Top of Data extracts
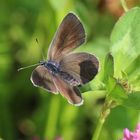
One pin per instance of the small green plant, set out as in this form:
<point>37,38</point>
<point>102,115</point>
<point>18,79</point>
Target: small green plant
<point>121,67</point>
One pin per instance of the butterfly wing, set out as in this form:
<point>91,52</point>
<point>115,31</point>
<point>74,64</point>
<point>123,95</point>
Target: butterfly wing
<point>82,66</point>
<point>69,35</point>
<point>42,78</point>
<point>71,93</point>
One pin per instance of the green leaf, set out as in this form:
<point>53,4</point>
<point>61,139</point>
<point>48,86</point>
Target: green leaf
<point>134,65</point>
<point>118,93</point>
<point>111,84</point>
<point>108,68</point>
<point>125,40</point>
<point>133,100</point>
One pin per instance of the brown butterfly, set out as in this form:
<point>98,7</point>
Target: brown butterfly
<point>64,71</point>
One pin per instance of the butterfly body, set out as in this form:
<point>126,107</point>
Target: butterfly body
<point>65,71</point>
<point>52,66</point>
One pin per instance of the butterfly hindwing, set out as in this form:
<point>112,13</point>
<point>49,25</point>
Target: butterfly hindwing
<point>42,78</point>
<point>69,35</point>
<point>82,66</point>
<point>71,93</point>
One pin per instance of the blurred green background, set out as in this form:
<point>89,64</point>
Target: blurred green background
<point>30,113</point>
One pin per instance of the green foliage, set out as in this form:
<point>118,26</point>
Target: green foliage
<point>27,112</point>
<point>125,40</point>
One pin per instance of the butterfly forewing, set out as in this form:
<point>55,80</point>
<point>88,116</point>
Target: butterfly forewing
<point>69,35</point>
<point>71,93</point>
<point>42,78</point>
<point>81,66</point>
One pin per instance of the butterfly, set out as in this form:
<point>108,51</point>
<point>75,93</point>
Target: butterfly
<point>64,71</point>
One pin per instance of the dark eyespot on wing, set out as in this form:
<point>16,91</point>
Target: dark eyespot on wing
<point>71,93</point>
<point>42,78</point>
<point>87,71</point>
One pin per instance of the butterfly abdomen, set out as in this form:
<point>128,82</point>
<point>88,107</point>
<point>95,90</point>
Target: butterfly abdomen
<point>69,78</point>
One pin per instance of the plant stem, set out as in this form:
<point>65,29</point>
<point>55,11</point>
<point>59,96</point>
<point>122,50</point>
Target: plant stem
<point>123,2</point>
<point>98,129</point>
<point>104,114</point>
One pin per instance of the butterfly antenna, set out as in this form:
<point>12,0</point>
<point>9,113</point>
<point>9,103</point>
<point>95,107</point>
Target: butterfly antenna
<point>41,49</point>
<point>27,67</point>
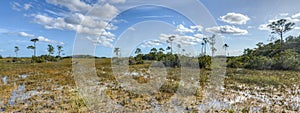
Bottom of Data extracts
## Problem statement
All lines between the one that contains "Target: plant stem" and the end of the records above, both included, are to be returned exactly as they stand, except for pictures, which are omitted.

## Output of the exercise
Target: plant stem
<point>123,2</point>
<point>98,129</point>
<point>104,114</point>
One pin per instance of the butterfly antenna, set out as in this form:
<point>12,0</point>
<point>9,113</point>
<point>9,103</point>
<point>95,107</point>
Target: butterfly antenna
<point>41,49</point>
<point>27,67</point>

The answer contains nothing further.